| Task |
Could you lay out the records from the start through the line containing "404 152 L 431" as a two-column CSV with the columns instruction and mask, one row per record, putting each record's text and its answer in single quoted fields with line breaks replaced by spaces?

::::::::

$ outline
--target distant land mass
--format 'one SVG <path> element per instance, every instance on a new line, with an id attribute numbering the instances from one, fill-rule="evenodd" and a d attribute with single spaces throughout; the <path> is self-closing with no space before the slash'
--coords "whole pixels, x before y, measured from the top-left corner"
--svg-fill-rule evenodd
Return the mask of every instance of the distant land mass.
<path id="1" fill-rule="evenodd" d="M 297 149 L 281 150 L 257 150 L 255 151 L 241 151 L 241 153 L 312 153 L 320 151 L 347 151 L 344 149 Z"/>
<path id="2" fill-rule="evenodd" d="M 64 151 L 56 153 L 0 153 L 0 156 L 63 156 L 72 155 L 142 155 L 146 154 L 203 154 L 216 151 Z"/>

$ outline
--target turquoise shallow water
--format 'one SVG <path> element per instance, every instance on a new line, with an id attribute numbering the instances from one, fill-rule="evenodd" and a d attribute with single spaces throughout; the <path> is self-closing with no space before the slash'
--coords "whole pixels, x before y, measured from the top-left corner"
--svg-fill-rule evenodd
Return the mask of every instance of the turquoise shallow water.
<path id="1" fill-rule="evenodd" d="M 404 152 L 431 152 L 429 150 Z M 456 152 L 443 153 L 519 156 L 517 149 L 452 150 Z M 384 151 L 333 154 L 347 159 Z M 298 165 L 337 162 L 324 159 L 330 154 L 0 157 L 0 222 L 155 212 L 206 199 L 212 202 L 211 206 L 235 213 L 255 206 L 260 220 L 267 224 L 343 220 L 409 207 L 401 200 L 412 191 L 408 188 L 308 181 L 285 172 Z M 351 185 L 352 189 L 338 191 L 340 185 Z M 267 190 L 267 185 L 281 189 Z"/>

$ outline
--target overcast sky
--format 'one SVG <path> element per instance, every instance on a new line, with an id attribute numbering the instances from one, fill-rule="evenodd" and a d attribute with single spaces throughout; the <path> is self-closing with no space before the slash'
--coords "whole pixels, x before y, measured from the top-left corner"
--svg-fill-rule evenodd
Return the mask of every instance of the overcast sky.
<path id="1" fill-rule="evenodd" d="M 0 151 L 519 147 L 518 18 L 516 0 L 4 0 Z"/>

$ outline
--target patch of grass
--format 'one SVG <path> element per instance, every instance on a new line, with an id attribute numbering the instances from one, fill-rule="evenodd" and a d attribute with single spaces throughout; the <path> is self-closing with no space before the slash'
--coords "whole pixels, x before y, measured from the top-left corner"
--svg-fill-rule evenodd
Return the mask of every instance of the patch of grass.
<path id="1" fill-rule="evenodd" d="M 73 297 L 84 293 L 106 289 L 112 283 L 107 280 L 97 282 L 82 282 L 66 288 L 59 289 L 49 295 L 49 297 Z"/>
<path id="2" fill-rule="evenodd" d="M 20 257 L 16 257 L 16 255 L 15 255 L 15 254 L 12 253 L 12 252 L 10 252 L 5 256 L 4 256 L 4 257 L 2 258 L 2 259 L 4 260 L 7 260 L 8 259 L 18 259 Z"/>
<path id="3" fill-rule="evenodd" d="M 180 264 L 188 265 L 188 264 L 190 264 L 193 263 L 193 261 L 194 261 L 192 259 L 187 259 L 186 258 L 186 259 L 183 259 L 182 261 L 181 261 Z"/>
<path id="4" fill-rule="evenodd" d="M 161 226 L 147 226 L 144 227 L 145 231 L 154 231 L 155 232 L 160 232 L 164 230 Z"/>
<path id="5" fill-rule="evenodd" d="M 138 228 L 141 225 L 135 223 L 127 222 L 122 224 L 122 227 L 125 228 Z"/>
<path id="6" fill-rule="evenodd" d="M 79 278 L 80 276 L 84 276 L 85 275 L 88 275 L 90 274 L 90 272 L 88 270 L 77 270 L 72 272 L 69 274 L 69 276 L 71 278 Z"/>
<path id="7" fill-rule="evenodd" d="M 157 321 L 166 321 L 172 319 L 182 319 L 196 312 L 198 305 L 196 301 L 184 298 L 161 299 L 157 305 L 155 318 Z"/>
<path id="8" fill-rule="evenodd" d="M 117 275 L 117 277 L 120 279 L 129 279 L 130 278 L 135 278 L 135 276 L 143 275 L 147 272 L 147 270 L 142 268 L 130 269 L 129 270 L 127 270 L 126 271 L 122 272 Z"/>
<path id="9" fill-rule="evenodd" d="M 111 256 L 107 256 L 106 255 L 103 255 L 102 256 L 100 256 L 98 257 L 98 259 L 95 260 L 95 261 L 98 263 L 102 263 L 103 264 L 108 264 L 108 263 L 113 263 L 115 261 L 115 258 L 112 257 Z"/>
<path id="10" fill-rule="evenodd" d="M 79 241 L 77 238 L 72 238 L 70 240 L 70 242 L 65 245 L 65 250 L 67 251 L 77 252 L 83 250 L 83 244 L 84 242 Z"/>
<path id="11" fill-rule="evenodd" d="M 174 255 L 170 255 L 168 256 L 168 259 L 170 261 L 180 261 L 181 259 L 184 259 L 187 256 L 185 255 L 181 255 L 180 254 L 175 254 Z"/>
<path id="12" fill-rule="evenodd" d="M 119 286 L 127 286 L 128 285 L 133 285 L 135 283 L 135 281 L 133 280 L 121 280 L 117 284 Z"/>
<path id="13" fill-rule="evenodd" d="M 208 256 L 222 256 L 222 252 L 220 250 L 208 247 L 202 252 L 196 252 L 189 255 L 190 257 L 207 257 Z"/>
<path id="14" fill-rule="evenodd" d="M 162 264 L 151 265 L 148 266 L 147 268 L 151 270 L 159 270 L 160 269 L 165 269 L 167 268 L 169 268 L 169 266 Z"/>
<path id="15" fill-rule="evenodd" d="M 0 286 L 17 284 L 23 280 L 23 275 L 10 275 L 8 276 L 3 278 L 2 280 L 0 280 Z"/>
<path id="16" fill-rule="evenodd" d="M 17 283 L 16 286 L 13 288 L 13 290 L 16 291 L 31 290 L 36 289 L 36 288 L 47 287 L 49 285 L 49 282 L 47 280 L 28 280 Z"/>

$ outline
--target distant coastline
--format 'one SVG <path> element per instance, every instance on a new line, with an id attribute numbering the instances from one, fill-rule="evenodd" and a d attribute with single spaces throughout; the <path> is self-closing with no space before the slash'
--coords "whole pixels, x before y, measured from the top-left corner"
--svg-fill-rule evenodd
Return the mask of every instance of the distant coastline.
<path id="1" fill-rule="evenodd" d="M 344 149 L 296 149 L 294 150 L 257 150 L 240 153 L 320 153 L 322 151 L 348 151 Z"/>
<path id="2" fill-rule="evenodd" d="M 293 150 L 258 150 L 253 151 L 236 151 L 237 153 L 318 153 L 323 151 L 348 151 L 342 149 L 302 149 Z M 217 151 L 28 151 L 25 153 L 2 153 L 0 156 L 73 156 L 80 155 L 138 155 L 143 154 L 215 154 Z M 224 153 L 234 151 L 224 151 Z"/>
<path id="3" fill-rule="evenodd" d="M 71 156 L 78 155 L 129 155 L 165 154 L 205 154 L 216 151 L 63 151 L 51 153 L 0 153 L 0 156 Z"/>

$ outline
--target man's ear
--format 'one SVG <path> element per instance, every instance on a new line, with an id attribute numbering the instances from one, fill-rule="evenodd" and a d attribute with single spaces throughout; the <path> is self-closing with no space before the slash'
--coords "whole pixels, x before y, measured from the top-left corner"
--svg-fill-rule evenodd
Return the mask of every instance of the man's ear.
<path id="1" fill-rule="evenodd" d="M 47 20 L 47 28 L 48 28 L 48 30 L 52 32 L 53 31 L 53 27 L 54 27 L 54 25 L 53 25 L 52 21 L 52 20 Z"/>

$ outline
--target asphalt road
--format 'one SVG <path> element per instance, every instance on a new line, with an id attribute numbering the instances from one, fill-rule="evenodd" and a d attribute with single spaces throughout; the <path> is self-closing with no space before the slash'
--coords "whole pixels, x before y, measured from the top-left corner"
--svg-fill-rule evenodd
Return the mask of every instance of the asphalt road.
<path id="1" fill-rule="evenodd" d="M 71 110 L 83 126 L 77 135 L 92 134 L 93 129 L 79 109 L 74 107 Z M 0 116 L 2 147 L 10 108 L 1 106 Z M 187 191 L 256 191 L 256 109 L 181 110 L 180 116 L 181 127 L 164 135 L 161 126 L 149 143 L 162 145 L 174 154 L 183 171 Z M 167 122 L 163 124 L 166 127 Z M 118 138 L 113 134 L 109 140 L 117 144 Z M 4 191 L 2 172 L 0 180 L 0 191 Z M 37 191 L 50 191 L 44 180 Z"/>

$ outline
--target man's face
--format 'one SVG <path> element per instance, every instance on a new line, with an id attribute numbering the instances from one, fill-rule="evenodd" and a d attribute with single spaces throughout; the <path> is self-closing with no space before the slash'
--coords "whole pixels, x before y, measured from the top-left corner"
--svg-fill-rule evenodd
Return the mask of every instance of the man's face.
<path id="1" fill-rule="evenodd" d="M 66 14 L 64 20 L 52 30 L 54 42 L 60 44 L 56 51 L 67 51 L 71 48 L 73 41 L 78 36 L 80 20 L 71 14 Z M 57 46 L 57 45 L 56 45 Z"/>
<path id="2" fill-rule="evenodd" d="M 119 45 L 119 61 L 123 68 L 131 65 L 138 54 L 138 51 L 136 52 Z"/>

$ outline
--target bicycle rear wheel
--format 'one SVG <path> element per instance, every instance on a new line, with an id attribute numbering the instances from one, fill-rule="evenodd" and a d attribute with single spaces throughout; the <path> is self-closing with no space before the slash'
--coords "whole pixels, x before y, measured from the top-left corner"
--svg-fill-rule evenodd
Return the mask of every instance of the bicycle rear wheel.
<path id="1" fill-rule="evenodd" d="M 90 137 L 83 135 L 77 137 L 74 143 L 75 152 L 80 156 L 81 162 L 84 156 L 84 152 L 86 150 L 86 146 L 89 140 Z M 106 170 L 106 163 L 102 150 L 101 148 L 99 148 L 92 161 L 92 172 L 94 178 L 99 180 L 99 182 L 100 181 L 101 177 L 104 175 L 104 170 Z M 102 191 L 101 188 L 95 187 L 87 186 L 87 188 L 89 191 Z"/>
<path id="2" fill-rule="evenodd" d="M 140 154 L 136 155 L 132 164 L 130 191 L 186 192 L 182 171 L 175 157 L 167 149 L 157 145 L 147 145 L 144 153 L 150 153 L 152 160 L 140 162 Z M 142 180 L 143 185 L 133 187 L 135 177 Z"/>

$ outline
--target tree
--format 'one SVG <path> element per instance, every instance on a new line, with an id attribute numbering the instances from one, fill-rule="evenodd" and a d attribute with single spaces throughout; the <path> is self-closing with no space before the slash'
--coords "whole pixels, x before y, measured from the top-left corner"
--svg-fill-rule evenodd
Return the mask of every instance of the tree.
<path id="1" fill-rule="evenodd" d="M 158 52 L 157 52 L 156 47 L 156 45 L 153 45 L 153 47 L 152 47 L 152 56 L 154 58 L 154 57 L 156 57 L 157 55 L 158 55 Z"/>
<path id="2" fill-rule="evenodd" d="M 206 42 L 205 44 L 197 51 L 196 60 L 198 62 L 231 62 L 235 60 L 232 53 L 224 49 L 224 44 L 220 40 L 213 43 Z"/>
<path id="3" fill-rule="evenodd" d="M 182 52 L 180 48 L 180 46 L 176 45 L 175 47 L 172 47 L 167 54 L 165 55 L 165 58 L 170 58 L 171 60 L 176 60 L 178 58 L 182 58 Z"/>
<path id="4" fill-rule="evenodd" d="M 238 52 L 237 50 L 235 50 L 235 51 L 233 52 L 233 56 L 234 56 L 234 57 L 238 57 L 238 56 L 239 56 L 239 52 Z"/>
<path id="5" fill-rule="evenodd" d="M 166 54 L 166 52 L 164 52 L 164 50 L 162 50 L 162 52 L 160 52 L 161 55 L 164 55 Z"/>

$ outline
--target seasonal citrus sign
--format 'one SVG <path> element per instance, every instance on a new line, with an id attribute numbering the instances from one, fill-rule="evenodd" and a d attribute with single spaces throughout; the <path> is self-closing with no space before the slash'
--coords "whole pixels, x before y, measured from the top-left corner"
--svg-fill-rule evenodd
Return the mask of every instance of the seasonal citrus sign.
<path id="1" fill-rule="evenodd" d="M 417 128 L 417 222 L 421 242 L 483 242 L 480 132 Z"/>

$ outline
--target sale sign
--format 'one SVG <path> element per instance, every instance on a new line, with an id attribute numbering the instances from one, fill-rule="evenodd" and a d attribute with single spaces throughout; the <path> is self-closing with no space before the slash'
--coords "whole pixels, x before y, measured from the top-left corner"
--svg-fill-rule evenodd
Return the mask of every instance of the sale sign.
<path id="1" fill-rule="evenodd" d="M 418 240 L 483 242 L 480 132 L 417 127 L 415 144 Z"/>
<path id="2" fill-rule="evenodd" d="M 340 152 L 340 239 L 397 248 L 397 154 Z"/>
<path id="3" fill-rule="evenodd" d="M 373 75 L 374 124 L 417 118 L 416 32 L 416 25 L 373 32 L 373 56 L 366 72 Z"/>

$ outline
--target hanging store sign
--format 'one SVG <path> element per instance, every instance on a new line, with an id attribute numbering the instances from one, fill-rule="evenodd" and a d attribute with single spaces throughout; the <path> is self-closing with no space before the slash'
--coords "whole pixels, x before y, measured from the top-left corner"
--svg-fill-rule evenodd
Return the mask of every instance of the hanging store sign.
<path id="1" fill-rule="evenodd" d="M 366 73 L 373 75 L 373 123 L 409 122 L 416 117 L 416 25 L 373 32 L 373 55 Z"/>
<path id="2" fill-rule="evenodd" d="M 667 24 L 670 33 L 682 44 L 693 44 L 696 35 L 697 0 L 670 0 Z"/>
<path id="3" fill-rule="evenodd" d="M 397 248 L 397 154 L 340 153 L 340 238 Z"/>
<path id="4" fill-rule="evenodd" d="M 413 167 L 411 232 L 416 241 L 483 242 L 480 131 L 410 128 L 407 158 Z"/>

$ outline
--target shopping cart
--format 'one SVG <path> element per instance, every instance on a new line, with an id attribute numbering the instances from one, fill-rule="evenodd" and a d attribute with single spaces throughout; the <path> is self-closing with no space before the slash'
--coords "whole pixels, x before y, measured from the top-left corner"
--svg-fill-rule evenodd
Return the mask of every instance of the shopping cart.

::::::::

| Result for this exercise |
instruction,mask
"$ outline --target distant land mass --format 'one SVG <path> element per instance, every instance on a new line, with an id attribute numbering the instances from one, fill-rule=""evenodd"" and a d attribute with single spaces throughout; the <path> is self-closing with no space before the slash' --coords ""whole pixels, x before y, measured from the top-left corner"" --svg-fill-rule evenodd Return the mask of every instance of the distant land mass.","<path id=""1"" fill-rule=""evenodd"" d=""M 297 149 L 281 150 L 257 150 L 255 151 L 241 151 L 241 153 L 312 153 L 320 151 L 347 151 L 344 149 Z""/> <path id=""2"" fill-rule=""evenodd"" d=""M 64 151 L 56 153 L 0 153 L 0 156 L 63 156 L 72 155 L 142 155 L 146 154 L 203 154 L 216 151 Z""/>"
"$ outline --target turquoise shallow water --format 'one SVG <path> element per instance, every instance on a new line, with an id attribute numbering the instances from one, fill-rule=""evenodd"" and a d attribute with single spaces throughout; the <path> is self-closing with no space before the slash' --coords ""whole pixels, x before y, measured from the top-left corner"" --svg-fill-rule evenodd Return the mask of every instance of the turquoise shallow water.","<path id=""1"" fill-rule=""evenodd"" d=""M 404 152 L 431 152 L 429 150 Z M 456 152 L 443 153 L 519 156 L 517 149 L 452 150 Z M 384 151 L 333 154 L 347 159 Z M 298 165 L 337 162 L 324 159 L 330 154 L 0 157 L 0 222 L 155 212 L 206 199 L 212 202 L 211 206 L 235 213 L 255 206 L 260 220 L 267 224 L 343 220 L 409 207 L 401 200 L 412 191 L 408 188 L 308 181 L 285 172 Z M 351 185 L 352 189 L 338 191 L 340 185 Z M 267 190 L 267 185 L 281 189 Z""/>"